— EXTRAIT DU TEXTE —
Au palier 4, la « materia prima »
se divise ; la dualité
potentielle de l'énergie se réalise par la
différenciation de l’énergie en deux
parties : l’une active, l'autre passive. Ces deux
parties étant
équivalentes forment ainsi la première
symétrie de l’univers. Le fait
remarquable est que les énergies résultant de
cette division, seront plus
denses, moins subtiles que l'Energie Première. Sur chacune
des énergies
résultant de cette division va se
répéter cette différenciation et
ainsi, peu
à peu, l'énergie subtile va acquérir
la densité grossière de la matière de
notre monde. Mais il faut savoir que dans toutes les choses de notre
monde
(situé au palier 10, le Royaume ou Malkuth selon les
kabbalistes), les 10
niveaux de densité sont présents, le 10e visible,
les 9 autres étant du domaine
de l'invisible. Entre parenthèses, les opérations
de la magie consisteront
souvent dans la matérialisation visuelle,
c’est-à-dire dans les apparitions,
spectrales, hallucinatoires, parfois délirantes, des niveaux
devenus invisibles
de l’énergie.
En même temps que la première
différenciation est donc apparue la dualité, que
nous représentons horizontalement sur le plan du
pavé mosaïque et verticalement
par les colonnes B et J, que je propose de regarder, du point de vue
alchimique, comme des colonnes de distillation au travers desquelles
nous
ferions circuler nos propres énergies, dans la mesure
où nous pratiquons
souvent, et sans nous en douter, tel M. Jourdain faisant de la prose,
une sorte
d’ « alchimie
spirituelle ». Ajoutons que la dualité a
permis la
différenciation sexuelle et que le passage d’une
colonne à l’autre comporte les
connotations de passivité et d’activité
par lesquelles se distinguent
traditionnellement les deux sexes.
L’espace-temps, création de
l’Eternité, mais non identifiable à
celle-ci, est
lui aussi corrélatif de la première
opération de dualité. Les
« jours » de la
création biblique, ce qui suppose aussi les nuits
sans clarté qui les distinguent, peuvent alors commencer.
La dualité donne à l’énergie
un double attribut : l'énergie active va
constituer les éléments de la vie,
l'énergie passive les éléments de la
matière. L’énergie de la vie a pour nom
le « Nitre », et
l’énergie de
la matière le « Sel »
. Ensuite cette première énergie de la vie va
elle-même se diviser pour donner les deux premiers
éléments : le Feu à et
l'Air, et la première énergie de la
matière va se diviser pour donner les deux
autres éléments : l'Eau et la Terre.
Il nous serait sans doute profitable de méditer sur
l’ordre de ces éléments par
rapport à nos propres épreuves initiatiques
vécues dans l’ordre Terre-Air-Eau
et Feu.

— DONNÉES FOURNIES —
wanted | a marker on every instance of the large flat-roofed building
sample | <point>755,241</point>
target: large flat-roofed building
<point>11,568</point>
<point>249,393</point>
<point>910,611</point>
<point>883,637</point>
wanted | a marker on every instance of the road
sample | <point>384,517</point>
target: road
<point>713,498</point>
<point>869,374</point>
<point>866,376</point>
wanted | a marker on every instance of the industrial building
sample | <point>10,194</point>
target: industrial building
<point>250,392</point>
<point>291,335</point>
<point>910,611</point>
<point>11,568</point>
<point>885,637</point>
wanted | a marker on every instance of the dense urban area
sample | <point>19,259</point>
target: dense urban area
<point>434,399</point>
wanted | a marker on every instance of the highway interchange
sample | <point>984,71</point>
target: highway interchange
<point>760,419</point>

* * *

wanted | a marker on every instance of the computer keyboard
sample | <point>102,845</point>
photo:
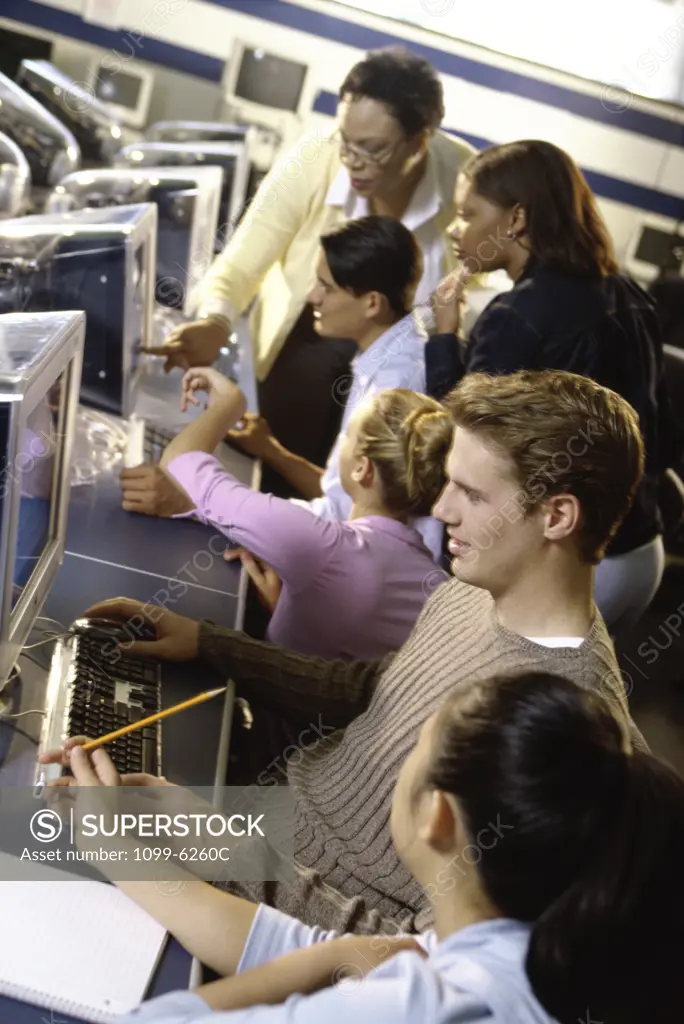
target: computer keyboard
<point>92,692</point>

* * *

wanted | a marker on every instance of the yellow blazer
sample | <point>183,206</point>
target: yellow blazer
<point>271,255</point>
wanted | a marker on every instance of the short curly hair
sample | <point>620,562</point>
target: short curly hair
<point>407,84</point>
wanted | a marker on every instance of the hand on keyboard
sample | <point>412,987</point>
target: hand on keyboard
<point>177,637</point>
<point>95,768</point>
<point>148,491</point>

— CONSIGNES —
1/ Résume en deux phrases l'extrait sur la dualité de l'énergie.
2/ Transforme en liste numérotée les lignes du listing, de la ligne contenant « wanted | a marker on every instance of the large » jusqu'à la ligne contenant « <point>760,419</point> », sans les lignes vides.

— CORRIGÉ —
1/ Au palier 4, la « materia prima » se divise en deux parties équivalentes, l'une active et l'autre passive, qui forment la première symétrie de l'univers et sont plus denses que l'Énergie Première. L'énergie active, le « Nitre », fournit les éléments de la vie et se divise en Feu et en Air, tandis que l'énergie passive, le « Sel », fournit ceux de la matière et se divise en Eau et en Terre.

2/
1. wanted | a marker on every instance of the large flat-roofed building
2. sample | <point>755,241</point>
3. target: large flat-roofed building
4. <point>11,568</point>
5. <point>249,393</point>
6. <point>910,611</point>
7. <point>883,637</point>
8. wanted | a marker on every instance of the road
9. sample | <point>384,517</point>
10. target: road
11. <point>713,498</point>
12. <point>869,374</point>
13. <point>866,376</point>
14. wanted | a marker on every instance of the industrial building
15. sample | <point>10,194</point>
16. target: industrial building
17. <point>250,392</point>
18. <point>291,335</point>
19. <point>910,611</point>
20. <point>11,568</point>
21. <point>885,637</point>
22. wanted | a marker on every instance of the dense urban area
23. sample | <point>19,259</point>
24. target: dense urban area
25. <point>434,399</point>
26. wanted | a marker on every instance of the highway interchange
27. sample | <point>984,71</point>
28. target: highway interchange
29. <point>760,419</point>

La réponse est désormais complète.